> _Data to process_
************
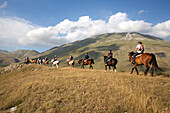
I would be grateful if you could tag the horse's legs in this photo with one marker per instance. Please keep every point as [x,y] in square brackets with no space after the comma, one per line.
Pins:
[137,70]
[105,68]
[151,69]
[114,68]
[109,68]
[91,67]
[147,68]
[133,69]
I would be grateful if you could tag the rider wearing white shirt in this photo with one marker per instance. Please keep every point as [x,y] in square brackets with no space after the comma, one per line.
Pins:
[139,49]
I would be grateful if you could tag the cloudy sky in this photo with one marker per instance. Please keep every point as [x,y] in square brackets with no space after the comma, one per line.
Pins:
[43,24]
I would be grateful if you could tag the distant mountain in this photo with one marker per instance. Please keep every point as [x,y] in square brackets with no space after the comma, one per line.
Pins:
[119,43]
[3,52]
[6,58]
[98,46]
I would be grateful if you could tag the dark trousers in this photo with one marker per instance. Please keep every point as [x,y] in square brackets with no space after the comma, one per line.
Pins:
[134,56]
[107,59]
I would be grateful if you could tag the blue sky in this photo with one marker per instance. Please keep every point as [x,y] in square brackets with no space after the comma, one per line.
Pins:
[37,19]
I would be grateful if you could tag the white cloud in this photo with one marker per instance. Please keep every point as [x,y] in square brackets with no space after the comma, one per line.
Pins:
[20,33]
[141,11]
[4,5]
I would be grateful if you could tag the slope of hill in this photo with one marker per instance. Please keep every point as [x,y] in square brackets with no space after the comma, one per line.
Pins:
[98,46]
[42,89]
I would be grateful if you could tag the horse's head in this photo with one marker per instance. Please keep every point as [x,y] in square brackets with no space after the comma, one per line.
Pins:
[130,55]
[80,61]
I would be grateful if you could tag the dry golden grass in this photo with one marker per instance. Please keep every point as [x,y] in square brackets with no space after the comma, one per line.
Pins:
[42,89]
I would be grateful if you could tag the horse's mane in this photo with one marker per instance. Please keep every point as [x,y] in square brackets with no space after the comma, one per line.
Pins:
[132,53]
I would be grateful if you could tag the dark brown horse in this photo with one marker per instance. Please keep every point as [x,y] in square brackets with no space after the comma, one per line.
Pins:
[111,63]
[70,63]
[144,59]
[46,63]
[86,62]
[33,61]
[26,61]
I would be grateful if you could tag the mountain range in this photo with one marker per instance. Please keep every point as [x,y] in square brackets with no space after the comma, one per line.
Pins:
[98,46]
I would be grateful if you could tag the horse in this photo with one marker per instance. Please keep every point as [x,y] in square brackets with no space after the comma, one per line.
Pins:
[45,62]
[88,62]
[55,63]
[39,61]
[144,59]
[111,62]
[70,63]
[27,61]
[33,61]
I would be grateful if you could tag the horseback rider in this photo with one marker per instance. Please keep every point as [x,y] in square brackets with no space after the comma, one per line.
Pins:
[70,58]
[27,59]
[86,57]
[109,56]
[46,59]
[55,58]
[139,50]
[39,58]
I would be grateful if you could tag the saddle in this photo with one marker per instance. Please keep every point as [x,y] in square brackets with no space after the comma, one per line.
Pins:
[85,60]
[139,54]
[109,59]
[70,62]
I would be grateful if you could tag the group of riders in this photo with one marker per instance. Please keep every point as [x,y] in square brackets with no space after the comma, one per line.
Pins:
[139,50]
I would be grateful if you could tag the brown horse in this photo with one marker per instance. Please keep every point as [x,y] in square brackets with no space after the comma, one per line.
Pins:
[46,63]
[86,62]
[26,61]
[112,62]
[144,59]
[33,61]
[70,63]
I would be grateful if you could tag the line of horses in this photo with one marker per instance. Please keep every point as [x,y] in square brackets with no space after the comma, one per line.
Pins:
[144,59]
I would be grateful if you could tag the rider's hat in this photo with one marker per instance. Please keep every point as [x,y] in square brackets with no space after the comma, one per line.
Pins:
[140,42]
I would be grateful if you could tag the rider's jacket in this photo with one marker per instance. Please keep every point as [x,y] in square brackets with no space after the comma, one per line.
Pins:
[86,57]
[140,48]
[71,58]
[109,54]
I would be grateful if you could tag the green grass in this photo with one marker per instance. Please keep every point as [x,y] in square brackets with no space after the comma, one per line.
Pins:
[41,89]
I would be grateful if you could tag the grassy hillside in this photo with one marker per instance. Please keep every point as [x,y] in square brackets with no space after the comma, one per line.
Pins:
[35,88]
[98,46]
[6,60]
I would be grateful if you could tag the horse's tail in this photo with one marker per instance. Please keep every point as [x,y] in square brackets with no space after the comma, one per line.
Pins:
[92,61]
[115,61]
[154,62]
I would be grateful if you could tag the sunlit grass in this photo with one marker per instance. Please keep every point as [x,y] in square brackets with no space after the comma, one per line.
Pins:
[36,88]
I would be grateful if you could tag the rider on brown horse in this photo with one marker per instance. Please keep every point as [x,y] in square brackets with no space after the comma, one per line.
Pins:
[139,50]
[86,57]
[70,58]
[109,56]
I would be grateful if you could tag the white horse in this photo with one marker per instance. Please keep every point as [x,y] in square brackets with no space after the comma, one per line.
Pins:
[55,63]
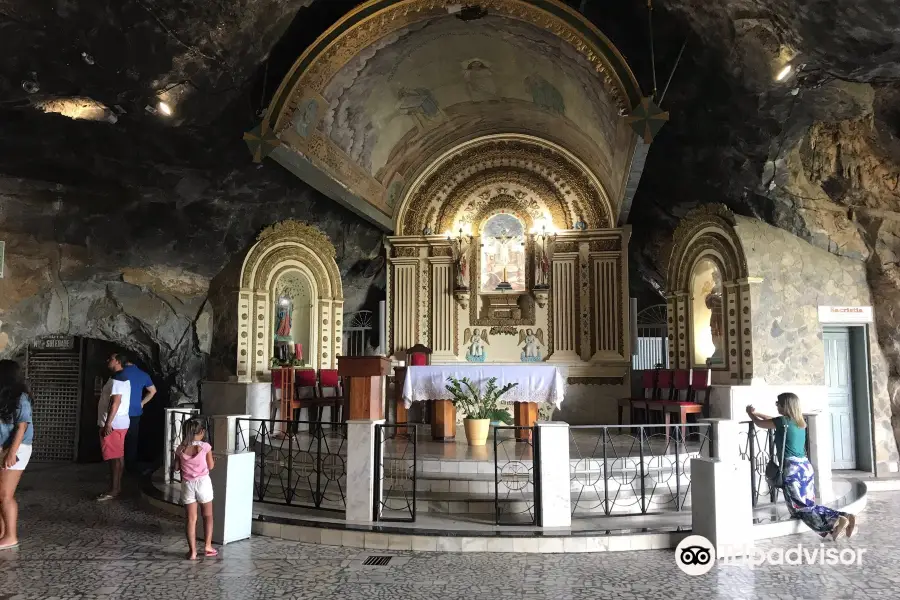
************
> _Objective_
Please write out the entries again, starting at the line containing "I would be grateful if you could tag the horse's tail" and ending at the final line of the entries, with "Pins" switched to "Points" and everything else unchanged. Leave the pictures out of your answer.

> _Task output_
I would be grateful if you could tag the horse's tail in this photo with one marker per instance. Please keep every point as [x,y] in square brackets with no space after the comma, one per line.
Points:
[92,61]
[115,61]
[154,62]
I would be grateful if you could tag the sunlit grass in this photo with one marker per instance. Please keep every point as [x,y] in square brackets with no space after the comma, one per line.
Points:
[36,88]
I would be grateful if you could tag the rider on brown horse in this photo with one marker per instance. Please keep every point as [x,y] in square brackets with no space after the comma, one per line.
Points:
[139,50]
[86,57]
[70,58]
[109,56]
I would be grateful if you could tag the white horse in this photo with one marker per instance. Please keep every point as [x,y] in square brackets with no space after the comma, one per line.
Points:
[55,63]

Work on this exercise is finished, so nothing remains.